## SELECTION

start

SARTAJ AZIZ, Minister for Foreign Affairs of Pakistan, said that 10 years after the end of foreign intervention in Afghanistan, almost 3 million Afghan refugees still remained in Pakistan and Iran. Afghan people had the right to rehabilitation and reconstruction. Economic development, accompanied by education and modernization, was the best way to end violence, promote human rights and improve social conditions in that country. Preservation of Afghanistan's territorial integrity was pivotal for peace and stability throughout Central Asia. Pakistan was promoting peace and reconciliation in Afghanistan.

To provide political momentum to the bilateral dialogue on Jammu and Kashmir, at the Lahore Summit, Pakistan and India had committed themselves to intensifying their efforts to resolve that issue, he continued. However, India displayed no desire to genuinely address the dispute. The Kargil crisis was a manifestation of the deeper malaise spawned by the unresolved Kashmir problem and India's escalating repression of the Kashmiri people. While Pakistan was ready for the resumption of the Lahore process with India, India had posed pre- conditions for resuming the talks.

end

## PROVIDED RECORDS
start

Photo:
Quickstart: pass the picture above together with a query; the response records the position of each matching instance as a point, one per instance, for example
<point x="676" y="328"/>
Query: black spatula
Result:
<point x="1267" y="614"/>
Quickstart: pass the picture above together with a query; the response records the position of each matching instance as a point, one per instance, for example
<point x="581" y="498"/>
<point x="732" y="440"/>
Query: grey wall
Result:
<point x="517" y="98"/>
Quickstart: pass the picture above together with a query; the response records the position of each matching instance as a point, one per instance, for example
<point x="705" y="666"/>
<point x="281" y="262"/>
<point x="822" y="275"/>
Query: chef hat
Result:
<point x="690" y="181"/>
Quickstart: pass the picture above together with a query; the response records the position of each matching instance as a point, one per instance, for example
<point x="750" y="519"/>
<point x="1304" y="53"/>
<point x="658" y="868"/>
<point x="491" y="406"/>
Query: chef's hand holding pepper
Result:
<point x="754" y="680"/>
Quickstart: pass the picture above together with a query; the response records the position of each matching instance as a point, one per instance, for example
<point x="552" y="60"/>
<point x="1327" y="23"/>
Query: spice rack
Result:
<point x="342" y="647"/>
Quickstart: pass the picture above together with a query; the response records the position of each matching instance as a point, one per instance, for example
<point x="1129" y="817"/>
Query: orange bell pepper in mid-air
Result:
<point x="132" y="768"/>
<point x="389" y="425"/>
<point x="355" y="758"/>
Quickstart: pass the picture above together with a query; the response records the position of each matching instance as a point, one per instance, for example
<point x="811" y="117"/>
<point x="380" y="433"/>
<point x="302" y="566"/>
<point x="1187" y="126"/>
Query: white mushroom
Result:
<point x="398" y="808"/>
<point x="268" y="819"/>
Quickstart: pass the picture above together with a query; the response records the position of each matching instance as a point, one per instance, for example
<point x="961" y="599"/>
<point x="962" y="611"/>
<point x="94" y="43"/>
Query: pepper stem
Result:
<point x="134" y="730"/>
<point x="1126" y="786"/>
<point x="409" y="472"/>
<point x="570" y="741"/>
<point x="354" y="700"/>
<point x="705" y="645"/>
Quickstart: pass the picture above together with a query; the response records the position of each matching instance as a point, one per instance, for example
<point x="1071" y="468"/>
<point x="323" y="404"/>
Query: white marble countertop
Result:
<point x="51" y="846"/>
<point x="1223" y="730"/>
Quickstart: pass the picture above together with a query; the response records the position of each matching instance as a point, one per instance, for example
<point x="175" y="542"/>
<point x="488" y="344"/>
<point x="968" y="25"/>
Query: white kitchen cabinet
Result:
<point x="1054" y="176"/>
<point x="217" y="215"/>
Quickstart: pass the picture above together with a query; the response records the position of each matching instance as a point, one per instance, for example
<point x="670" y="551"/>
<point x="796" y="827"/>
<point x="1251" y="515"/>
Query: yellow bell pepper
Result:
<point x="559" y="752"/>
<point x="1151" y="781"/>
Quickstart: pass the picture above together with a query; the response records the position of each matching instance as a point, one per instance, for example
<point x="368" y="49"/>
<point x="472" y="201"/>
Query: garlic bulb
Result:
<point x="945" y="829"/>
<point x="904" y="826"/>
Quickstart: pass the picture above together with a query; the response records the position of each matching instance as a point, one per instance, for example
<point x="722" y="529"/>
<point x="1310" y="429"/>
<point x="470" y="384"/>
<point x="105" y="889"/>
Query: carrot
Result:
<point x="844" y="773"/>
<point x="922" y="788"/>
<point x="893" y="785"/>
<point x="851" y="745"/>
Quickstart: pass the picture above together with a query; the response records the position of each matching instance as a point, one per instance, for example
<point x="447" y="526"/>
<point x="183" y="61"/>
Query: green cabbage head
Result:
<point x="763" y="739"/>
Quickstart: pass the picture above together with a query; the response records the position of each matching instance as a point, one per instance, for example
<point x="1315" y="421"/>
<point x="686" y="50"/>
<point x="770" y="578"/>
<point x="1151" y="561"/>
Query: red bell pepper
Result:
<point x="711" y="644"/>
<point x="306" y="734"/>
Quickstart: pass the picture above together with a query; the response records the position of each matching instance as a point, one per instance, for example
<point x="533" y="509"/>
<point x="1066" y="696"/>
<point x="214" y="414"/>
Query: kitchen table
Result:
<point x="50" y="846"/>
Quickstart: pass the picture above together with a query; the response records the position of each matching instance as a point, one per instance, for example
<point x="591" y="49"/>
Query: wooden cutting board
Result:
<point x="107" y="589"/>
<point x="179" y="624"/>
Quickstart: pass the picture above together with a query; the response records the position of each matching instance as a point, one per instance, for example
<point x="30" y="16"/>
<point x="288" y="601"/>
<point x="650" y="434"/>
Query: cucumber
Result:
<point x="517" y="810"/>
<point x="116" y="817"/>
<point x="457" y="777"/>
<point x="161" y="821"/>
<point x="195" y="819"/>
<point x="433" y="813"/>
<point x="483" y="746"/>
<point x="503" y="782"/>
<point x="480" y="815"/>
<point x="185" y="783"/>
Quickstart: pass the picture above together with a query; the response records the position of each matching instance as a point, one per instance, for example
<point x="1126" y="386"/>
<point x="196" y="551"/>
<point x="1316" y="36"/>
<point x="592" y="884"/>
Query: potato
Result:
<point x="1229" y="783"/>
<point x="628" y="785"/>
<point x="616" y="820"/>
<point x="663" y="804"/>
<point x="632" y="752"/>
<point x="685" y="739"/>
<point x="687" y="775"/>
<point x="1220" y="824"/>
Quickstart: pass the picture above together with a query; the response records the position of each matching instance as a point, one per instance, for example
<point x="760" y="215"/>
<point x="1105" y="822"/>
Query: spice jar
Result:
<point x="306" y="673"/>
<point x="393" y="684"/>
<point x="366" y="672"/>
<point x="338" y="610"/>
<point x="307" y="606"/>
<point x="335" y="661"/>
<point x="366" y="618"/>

end

## WORK TO COMPLETE
a. Collect every row that contains the string "white". Matching is case-sensitive.
b. Extend the passage on Pakistan's foreign policy beyond its last sentence.
The passage on Pakistan's foreign policy has no connection to the rows.

## EXPECTED OUTPUTS
a.
Query: white mushroom
Query: white marble countertop
Query: white kitchen cabinet

b.
The Indian military deliberately shot down an unarmed Pakistan naval aircraft on a routine flight within Pakistani airspace, he continued. Kashmir was not a dispute over land -- it was about the destiny of the people and implementation of Security Council resolutions. The complete boycott by the Kashmiris of the sham elections organized in Kashmir by India earlier this month, was a clear testimony of their total alienation from India. To make progress towards a settlement, the world must demand that India halt its represssion of the Kashmiri people.

The risk of a wider conflict in a nuclear environment presented serious dangers for peace and security in South Asia and the entire world. Hoping to resume bilateral talks with India, Pakistan would welcome the association of the true representatives of the Kashmiri people in promoting a solution consistent with relevant Security Council resolutions. Last May, India had put the final nail in the coffin of South Asian non-proliferation when it conducted five nuclear tests and declared itself a nuclear-weapon State.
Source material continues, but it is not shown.